* Work to do: Check each statement against the neural network excerpt and give yes or no for each, with the deciding words of the excerpt quoted exactly: (a) the simulation's runtime was fit with a linear fit; (b) 50 starting points were taken for each spectrum; (c) in the eight-shell case the network saw 100,000 examples.

* Selected excerpt:
▬▬▬

We train a different NN on each number of particle shells from 2 to 10. The networks’ size increased as we increased the number of shells, and the training can often require substantial time. However, once the networks were trained, the runtime of these was significantly less than the forward computation time of the simulation. We tested this by running 100 spectra and then finding the average time required for the computation. These were run on a 2.9-GHz Intel Core i5 processor, and all were parallelized onto two CPUs. A plot of these results is shown in Fig. 5. Once fitting with lines, it is evident that if the problem becomes complex, then the simulation would struggle to run more than a few shells, while the NN would be able to handle more. Thus, the NN approach has much to offer to physics and inverse design even in just speeding up and approximating simulations.

Fig. 5 Comparison of forward runtime versus complexity of the nanoparticle.

The simulation becomes infeasible to run many times for large particles, while the NN’s time increases much more slowly. Conceptually, this is logical as the NN is using pure matrix multiplication—and the matrices do not get much bigger—while the simulation must approximate higher and higher orders. The scale is log-log. The simulation was fit with a quadratic fit, while the NN was a linear fit. See the Supplementary Materials for more details and inverse design speed comparison.

Next, we looked at the optimization runtime versus the complexity of the problem, once again comparing our method against interior-point algorithms. To find the speed of this optimization, we chose a spectrum, set a threshold cost, and timed how long it took for the methods to find a spectrum that is below that cost or converged into a local minimum. On a number of spectra, we found that both methods were often sensitive to initialization points. To investigate these results rigorously, and not be influenced by the choice of initial conditions, we took 50 starting points for each spectrum and tested three spectra for each number of shells. Results demonstrate that inverse design using the NN was able to handle more complex problems than the numerical inverse design (see the Supplementary Materials for more details).

DISCUSSION

The results of this method suggest that it can be easily used and implemented, even for complex inverse design problems. The architecture used in the examples above—a fully connected layer—was chosen without much optimization and still performs quite well. Our preliminary testing with other architectures (convolutions, dropouts, and residual networks) appeared to have further promise as well.

Perhaps the two most surprising results were how few examples it takes for the network to approximate the simulation, as well as how complex the approximation can really be. For instance, in the eight-shell case, the NN only saw 50,000 examples over eight independent inputs. This means that, on average, it sampled only four times per shell thickness and yet could reproduce the entire range of 30- to 70-nm shell thickness continuously. The approximation was even able to handle quite sharp features in the spectrum that it otherwise had not seen.

Promising and effective results have been seen by applying this method to other nanophotonic inverse design problems. Recently, Liu et al. (16) demonstrated that by using a bidirectional NN (17), optimization and inverse design can be performed for one-dimensional shells of dielectric mediums. The approach was to first train the network to approximate the forward simulation and then do a second iteration of training (in the inverse direction) to further improve the accuracy of the results. By using a second iteration of training, Liu et al. (16) was able to overcome degeneracy problems wherein the same spectrum can be generated by particles of different geometrical arrangements. Overall, this and similar work are promising to the idea that experimenting with different architectures, and adding more training data, can allow these NNs to be useful for solving inverse design in many more scenarios.

▬▬▬

* Material:
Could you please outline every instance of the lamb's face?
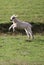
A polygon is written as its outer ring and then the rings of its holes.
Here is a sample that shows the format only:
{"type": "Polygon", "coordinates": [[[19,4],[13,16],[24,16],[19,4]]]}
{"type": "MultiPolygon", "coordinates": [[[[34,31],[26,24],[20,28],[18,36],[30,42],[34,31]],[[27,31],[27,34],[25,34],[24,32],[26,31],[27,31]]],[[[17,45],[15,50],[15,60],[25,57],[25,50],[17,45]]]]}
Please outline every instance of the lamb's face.
{"type": "Polygon", "coordinates": [[[10,21],[13,21],[15,19],[15,15],[11,16],[10,21]]]}
{"type": "Polygon", "coordinates": [[[14,21],[14,19],[17,17],[18,15],[12,15],[10,18],[10,21],[14,21]]]}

▬▬▬

* The result:
(a) No: "The simulation was fit with a quadratic fit, while the NN was a linear fit."
(b) Yes: "we took 50 starting points for each spectrum"
(c) No: "in the eight-shell case, the NN only saw 50,000 examples over eight independent inputs."